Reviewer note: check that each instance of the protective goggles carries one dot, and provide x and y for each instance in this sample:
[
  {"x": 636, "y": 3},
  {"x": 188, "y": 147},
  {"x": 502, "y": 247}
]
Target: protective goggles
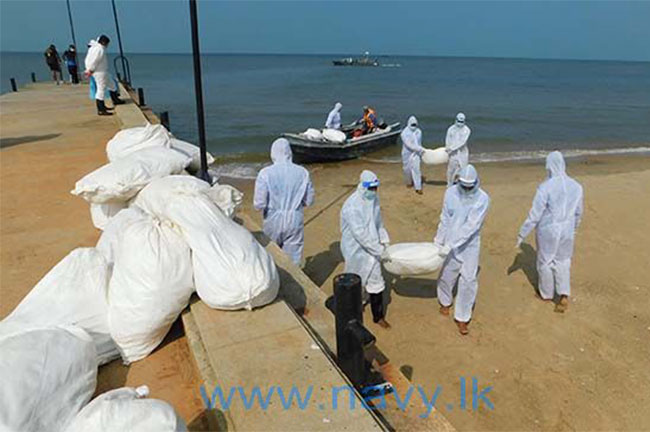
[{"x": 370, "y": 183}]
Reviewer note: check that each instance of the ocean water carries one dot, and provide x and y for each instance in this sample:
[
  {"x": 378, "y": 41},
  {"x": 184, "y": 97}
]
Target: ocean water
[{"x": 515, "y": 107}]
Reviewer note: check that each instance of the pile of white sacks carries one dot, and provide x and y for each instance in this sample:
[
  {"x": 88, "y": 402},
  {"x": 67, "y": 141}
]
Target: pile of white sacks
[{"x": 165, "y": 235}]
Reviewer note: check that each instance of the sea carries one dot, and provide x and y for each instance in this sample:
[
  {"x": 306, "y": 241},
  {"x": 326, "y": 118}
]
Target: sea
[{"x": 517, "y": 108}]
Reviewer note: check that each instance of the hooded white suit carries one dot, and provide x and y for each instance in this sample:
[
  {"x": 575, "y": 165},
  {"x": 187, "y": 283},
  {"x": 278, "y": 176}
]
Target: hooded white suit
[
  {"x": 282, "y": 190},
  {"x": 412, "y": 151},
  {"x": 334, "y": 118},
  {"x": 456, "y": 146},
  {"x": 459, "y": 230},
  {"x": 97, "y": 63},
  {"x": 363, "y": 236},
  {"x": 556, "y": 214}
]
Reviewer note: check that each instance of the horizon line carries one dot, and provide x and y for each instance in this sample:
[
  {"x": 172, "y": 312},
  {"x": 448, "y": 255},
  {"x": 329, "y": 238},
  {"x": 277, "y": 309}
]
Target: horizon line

════

_GOAL OF THE EXERCISE:_ Give the records above as a numbered list, from the line containing "Reviewer note: check that each instance of the pile" through the end of the records, leaving out any blank lines.

_EXERCISE OUTPUT:_
1. Reviewer note: check that each instance of the pile of white sacks carries one dot, and provide x and y for each instance in this sample:
2. [
3.   {"x": 88, "y": 402},
4.   {"x": 67, "y": 141}
5. ]
6. Target: pile of white sacks
7. [{"x": 165, "y": 235}]
8. Reviewer note: check that each instance of the sea carries one dot, and provide x and y for each instance in this sample:
9. [
10.   {"x": 306, "y": 241},
11.   {"x": 326, "y": 118}
12. ]
13. Target: sea
14. [{"x": 517, "y": 108}]
15. Reviewer note: check that each instance of the hooded white suit carries one dot, and provide x and y for each instance in this sample:
16. [
17.   {"x": 575, "y": 165},
18.   {"x": 187, "y": 283},
19.   {"x": 278, "y": 176}
20. ]
21. Target: hooded white suit
22. [
23.   {"x": 282, "y": 190},
24.   {"x": 412, "y": 151},
25.   {"x": 334, "y": 118},
26.   {"x": 456, "y": 146},
27.   {"x": 459, "y": 230},
28.   {"x": 97, "y": 63},
29.   {"x": 363, "y": 236},
30.   {"x": 556, "y": 214}
31. ]
32. Reviewer note: check that each instance of the horizon line carries one dot, and provide x and y for each instance in this sample:
33. [
34.   {"x": 172, "y": 312},
35.   {"x": 448, "y": 255},
36.   {"x": 329, "y": 238},
37.   {"x": 277, "y": 309}
38. ]
39. Target: horizon line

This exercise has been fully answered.